● Activity:
The whole listing below needs to be retyped without a single change.

═══

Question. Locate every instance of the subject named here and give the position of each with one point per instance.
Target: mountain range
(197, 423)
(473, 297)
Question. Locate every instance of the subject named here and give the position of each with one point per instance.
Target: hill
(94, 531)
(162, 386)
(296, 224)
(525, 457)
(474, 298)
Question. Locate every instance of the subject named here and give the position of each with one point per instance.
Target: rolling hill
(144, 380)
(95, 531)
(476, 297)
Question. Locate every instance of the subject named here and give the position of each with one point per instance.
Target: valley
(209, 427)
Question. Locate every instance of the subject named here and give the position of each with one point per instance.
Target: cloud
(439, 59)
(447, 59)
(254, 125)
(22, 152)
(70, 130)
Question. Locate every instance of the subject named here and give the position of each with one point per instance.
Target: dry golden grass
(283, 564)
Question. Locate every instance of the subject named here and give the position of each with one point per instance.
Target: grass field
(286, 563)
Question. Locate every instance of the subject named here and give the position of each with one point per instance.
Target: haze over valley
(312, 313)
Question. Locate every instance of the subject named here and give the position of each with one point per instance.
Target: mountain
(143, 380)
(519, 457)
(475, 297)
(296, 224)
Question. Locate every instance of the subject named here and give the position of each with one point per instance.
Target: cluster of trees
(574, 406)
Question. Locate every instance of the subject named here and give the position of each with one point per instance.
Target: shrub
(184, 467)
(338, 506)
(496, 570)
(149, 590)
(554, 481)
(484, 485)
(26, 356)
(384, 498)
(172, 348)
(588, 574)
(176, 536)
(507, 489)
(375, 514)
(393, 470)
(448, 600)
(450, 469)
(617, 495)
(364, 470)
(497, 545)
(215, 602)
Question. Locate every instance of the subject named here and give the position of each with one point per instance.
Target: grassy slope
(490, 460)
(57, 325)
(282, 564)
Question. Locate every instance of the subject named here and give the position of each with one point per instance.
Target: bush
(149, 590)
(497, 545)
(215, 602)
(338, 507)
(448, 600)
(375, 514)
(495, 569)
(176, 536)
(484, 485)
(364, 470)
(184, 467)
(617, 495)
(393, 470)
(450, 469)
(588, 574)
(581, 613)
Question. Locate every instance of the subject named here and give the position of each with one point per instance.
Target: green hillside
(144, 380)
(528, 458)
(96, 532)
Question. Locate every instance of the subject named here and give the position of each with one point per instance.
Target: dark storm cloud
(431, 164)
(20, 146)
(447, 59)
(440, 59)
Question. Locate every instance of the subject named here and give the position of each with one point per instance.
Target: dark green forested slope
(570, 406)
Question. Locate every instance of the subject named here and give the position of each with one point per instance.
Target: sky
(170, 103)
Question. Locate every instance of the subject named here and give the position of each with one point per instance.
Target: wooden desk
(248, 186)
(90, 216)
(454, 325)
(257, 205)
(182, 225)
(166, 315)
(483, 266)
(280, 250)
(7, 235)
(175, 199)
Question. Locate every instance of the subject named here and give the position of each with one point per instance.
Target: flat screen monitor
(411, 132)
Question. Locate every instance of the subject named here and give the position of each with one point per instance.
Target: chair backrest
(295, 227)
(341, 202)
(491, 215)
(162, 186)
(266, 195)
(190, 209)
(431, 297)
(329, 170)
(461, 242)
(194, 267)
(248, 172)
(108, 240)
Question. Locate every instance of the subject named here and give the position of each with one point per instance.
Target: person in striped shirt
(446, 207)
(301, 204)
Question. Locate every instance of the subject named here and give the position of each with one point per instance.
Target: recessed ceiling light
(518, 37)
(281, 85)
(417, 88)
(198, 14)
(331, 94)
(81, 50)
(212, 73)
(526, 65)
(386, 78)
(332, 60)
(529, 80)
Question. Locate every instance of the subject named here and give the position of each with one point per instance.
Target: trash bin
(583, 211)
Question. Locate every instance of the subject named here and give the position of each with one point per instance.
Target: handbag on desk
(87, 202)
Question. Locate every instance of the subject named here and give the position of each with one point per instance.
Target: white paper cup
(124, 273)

═══

● Reply:
Question. Locate every instance of the subject named here and give the position of each with one point per instance.
Target: mountain range
(197, 423)
(473, 297)
Question. Locate every instance of the subject named here and give the position of each with one point per instance.
Target: hill
(94, 531)
(162, 386)
(296, 224)
(525, 457)
(474, 298)
Question. Locate every instance of the subject named here and give the position of each with one point per instance.
Target: rolling hill
(144, 380)
(95, 531)
(476, 297)
Question. Locate every instance of the subject named here and give the position of each with one point per instance.
Target: valley
(209, 427)
Question. Locate every instance of the subject named here and give the position of each with one point per instance.
Target: cloud
(439, 59)
(447, 59)
(254, 125)
(22, 152)
(70, 130)
Question. Locate every instance of the subject named here and give the position of each with one point per instance.
Target: dry golden grass
(283, 564)
Question. Locate every instance of the subject named here and give the position of each with one point per instance.
Target: grass field
(286, 563)
Question. Locate every instance of the subject named here and give the position of each with one point per instance.
Target: haze over valley
(312, 313)
Question. Locate every instance of the subject named here and give the position of each with one point per instance.
Target: mountain
(143, 380)
(519, 457)
(475, 297)
(296, 224)
Question. Locate every instance of the subject named here and give the position of each with one point per instance.
Target: cluster of trees
(574, 406)
Question. Locate every instance of the subject named here and give the position of each with one point per instance.
Target: shrub
(184, 467)
(338, 506)
(496, 570)
(149, 590)
(554, 481)
(484, 485)
(26, 356)
(384, 498)
(172, 348)
(588, 574)
(176, 536)
(507, 489)
(375, 514)
(393, 470)
(448, 600)
(450, 469)
(617, 495)
(364, 470)
(497, 545)
(215, 602)
Question. Locate every instance of the subject named here and give the position of each with one point per instance.
Target: grassy slope
(490, 460)
(57, 325)
(282, 564)
Question. Locate every instance of the subject named here and give the position of each with one point per instance.
Target: bush
(149, 590)
(497, 545)
(215, 602)
(338, 507)
(448, 600)
(375, 514)
(495, 569)
(176, 536)
(484, 485)
(364, 470)
(184, 467)
(617, 495)
(393, 470)
(450, 469)
(588, 574)
(581, 613)
Question. Locate every instance of the subject named here and give the position of each with one point per instance.
Target: green hillside
(144, 380)
(528, 458)
(96, 532)
Question. Locate every instance of the subject named here and give the position of each with one point per instance.
Target: dark storm cloud
(431, 164)
(20, 146)
(447, 59)
(440, 59)
Question. Locate every instance of the subject named here and give the position of each with one point per instance.
Target: dark green forested slope
(570, 406)
Question. Locate every instance of the subject named here and give the position of each with one point per instance.
Target: sky
(170, 103)
Question. Locate every instance of the subject named here and give the position of each with one point per instance.
Target: wooden desk
(248, 186)
(90, 216)
(454, 325)
(257, 205)
(182, 225)
(166, 315)
(483, 266)
(280, 250)
(7, 235)
(175, 199)
Question. Locate every instance of the subject named here and give the position of each with one point per instance.
Target: flat screen monitor
(411, 132)
Question. Locate every instance of the subject named here and give the position of each with one point per instance.
Target: chair backrest
(295, 227)
(341, 202)
(491, 215)
(162, 186)
(266, 195)
(190, 209)
(431, 297)
(329, 170)
(461, 242)
(194, 267)
(248, 172)
(108, 240)
Question. Locate every instance of the subject named here and give the position of each with one point per instance.
Target: person in striped shirt
(446, 207)
(301, 204)
Question. Locate every instance of the subject named here and give the position of each with one point per instance.
Target: recessed ceiling light
(518, 37)
(281, 85)
(417, 88)
(198, 14)
(331, 94)
(81, 50)
(212, 73)
(526, 65)
(386, 78)
(332, 60)
(529, 80)
Question. Locate every instance of the subject named here and give the position of each with one point per instance.
Target: trash bin
(583, 211)
Question. Locate every instance of the subject named here and give the position of each with one point per instance.
Target: handbag on desk
(87, 202)
Question. Locate every instance of the subject named here and give the position of each with one point per instance.
Target: white paper cup
(124, 273)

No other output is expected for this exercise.